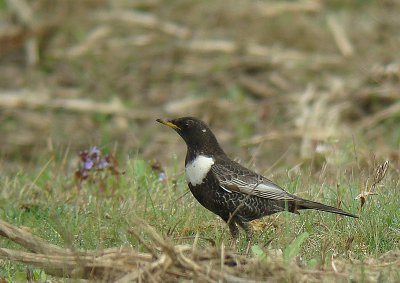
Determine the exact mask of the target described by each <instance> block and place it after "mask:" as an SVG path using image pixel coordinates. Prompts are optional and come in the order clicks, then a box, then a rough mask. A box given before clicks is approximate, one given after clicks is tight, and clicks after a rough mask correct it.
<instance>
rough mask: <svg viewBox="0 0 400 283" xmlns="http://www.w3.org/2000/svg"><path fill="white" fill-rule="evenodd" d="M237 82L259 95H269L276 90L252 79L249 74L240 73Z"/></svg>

________________

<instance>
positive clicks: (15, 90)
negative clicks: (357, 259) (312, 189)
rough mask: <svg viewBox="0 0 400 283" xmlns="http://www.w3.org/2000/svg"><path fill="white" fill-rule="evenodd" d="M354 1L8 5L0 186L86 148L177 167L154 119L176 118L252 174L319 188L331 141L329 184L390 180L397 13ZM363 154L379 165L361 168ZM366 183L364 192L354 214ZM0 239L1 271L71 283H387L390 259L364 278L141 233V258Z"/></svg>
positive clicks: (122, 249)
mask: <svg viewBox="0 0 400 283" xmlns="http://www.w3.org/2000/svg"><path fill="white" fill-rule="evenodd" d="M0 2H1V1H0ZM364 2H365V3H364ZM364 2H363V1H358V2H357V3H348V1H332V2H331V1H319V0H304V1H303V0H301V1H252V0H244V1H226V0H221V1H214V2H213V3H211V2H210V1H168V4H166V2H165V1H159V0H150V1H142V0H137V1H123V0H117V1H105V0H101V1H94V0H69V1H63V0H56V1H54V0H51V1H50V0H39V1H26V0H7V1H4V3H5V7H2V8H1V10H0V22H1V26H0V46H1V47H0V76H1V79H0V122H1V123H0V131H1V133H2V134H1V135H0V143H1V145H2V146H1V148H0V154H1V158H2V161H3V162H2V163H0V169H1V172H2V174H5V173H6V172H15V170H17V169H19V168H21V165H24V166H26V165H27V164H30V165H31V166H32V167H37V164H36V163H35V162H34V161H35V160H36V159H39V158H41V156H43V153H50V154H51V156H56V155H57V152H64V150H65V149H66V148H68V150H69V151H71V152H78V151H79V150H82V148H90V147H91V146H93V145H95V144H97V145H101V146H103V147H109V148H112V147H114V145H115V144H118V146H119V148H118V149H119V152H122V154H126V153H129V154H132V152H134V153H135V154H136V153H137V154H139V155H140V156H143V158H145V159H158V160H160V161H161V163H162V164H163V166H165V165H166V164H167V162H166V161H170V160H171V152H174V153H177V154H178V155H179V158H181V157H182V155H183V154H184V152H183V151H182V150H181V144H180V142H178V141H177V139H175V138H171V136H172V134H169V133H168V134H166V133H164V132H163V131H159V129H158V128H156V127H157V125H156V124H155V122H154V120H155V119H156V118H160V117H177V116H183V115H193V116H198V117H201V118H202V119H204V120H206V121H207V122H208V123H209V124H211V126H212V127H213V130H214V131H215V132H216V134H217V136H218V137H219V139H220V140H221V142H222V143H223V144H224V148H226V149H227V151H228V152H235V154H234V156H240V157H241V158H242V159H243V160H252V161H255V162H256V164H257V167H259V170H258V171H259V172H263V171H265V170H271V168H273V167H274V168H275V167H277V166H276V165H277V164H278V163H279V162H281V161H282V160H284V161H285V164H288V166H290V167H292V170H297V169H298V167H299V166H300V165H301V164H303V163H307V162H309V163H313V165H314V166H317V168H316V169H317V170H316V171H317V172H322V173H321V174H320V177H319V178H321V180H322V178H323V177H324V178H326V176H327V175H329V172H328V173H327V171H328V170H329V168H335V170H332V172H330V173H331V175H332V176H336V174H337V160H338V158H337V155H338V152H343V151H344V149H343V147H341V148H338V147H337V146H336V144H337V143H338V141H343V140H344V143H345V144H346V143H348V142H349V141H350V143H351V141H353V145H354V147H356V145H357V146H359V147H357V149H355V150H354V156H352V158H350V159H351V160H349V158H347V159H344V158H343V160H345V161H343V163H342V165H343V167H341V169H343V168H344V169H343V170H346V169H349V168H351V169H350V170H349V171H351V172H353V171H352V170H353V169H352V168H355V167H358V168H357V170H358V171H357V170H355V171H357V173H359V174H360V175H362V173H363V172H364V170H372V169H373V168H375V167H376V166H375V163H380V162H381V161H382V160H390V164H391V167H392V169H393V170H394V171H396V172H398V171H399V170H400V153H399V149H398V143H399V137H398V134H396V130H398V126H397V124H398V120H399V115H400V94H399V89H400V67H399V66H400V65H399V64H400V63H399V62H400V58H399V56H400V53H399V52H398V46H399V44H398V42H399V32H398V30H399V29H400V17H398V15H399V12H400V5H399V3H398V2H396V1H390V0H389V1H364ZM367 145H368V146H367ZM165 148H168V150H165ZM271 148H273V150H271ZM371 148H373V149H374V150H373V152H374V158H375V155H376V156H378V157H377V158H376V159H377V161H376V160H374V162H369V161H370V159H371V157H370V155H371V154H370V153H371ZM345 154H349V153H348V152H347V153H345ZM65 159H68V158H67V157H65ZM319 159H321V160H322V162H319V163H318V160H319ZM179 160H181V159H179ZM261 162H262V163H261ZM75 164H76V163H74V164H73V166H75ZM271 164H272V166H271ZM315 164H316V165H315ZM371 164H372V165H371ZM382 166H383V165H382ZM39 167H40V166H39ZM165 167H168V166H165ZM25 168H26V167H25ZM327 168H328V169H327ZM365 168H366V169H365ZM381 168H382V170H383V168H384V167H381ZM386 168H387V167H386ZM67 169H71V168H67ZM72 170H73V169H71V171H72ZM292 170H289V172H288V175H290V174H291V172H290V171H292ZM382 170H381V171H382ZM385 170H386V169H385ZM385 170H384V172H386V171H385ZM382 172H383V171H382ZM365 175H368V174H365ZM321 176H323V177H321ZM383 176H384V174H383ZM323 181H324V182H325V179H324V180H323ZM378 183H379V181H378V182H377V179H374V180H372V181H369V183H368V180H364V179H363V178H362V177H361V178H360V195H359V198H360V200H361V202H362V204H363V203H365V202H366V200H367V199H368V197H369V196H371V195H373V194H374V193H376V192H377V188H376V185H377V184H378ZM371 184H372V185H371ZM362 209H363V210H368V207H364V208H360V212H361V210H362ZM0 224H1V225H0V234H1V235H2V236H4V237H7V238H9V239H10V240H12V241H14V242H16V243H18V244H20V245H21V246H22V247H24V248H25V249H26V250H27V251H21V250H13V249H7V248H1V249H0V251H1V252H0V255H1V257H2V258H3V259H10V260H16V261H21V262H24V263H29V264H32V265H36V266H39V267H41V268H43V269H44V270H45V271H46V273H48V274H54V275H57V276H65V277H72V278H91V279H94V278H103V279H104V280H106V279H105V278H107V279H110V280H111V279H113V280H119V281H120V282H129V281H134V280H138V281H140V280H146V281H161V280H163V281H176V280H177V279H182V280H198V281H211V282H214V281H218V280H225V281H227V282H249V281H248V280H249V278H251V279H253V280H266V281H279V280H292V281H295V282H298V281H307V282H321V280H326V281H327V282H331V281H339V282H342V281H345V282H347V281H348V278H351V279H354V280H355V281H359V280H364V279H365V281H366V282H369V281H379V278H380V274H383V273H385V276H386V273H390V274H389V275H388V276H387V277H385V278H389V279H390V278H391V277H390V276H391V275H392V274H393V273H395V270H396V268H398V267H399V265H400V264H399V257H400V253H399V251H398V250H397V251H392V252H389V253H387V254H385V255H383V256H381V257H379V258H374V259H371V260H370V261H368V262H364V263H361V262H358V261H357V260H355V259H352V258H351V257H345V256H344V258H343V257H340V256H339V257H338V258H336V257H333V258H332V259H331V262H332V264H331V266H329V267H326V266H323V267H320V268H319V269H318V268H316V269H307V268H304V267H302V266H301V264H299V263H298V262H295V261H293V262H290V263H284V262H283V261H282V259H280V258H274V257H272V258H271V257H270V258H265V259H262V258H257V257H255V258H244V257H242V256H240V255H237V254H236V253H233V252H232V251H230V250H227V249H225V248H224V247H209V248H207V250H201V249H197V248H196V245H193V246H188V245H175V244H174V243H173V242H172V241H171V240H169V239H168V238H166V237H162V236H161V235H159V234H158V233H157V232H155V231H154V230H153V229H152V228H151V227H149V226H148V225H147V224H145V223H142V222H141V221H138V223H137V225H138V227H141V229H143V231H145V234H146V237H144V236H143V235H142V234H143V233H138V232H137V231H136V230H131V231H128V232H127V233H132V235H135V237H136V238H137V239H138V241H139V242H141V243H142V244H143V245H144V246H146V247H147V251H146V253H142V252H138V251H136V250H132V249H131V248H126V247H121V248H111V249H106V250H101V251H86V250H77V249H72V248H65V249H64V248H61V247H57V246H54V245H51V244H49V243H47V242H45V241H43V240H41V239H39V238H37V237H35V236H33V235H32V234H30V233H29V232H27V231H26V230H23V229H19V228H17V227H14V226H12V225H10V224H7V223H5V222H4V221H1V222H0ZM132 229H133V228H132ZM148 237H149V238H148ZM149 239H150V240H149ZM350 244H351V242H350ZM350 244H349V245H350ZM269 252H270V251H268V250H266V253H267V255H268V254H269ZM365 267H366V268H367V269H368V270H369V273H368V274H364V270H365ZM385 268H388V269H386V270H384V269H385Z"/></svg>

________________

Format as a numbered list, omitting blank lines, the lines starting with the line that contains "Determine the exact" and continuing through the line that contains "82L259 95H269L276 90L252".

*Finished exercise:*
1. Determine the exact mask of the target described by each <instance> block and place it after "mask:" as an SVG path using image pixel coordinates. Prompts are optional and come in the order clicks, then a box, then a rough mask. A box given before clicks is approximate, one given after clicks is tight, and clicks after a rough mask correct it.
2. <instance>
3. rough mask: <svg viewBox="0 0 400 283" xmlns="http://www.w3.org/2000/svg"><path fill="white" fill-rule="evenodd" d="M237 82L259 95H269L276 90L252 79L249 74L240 73Z"/></svg>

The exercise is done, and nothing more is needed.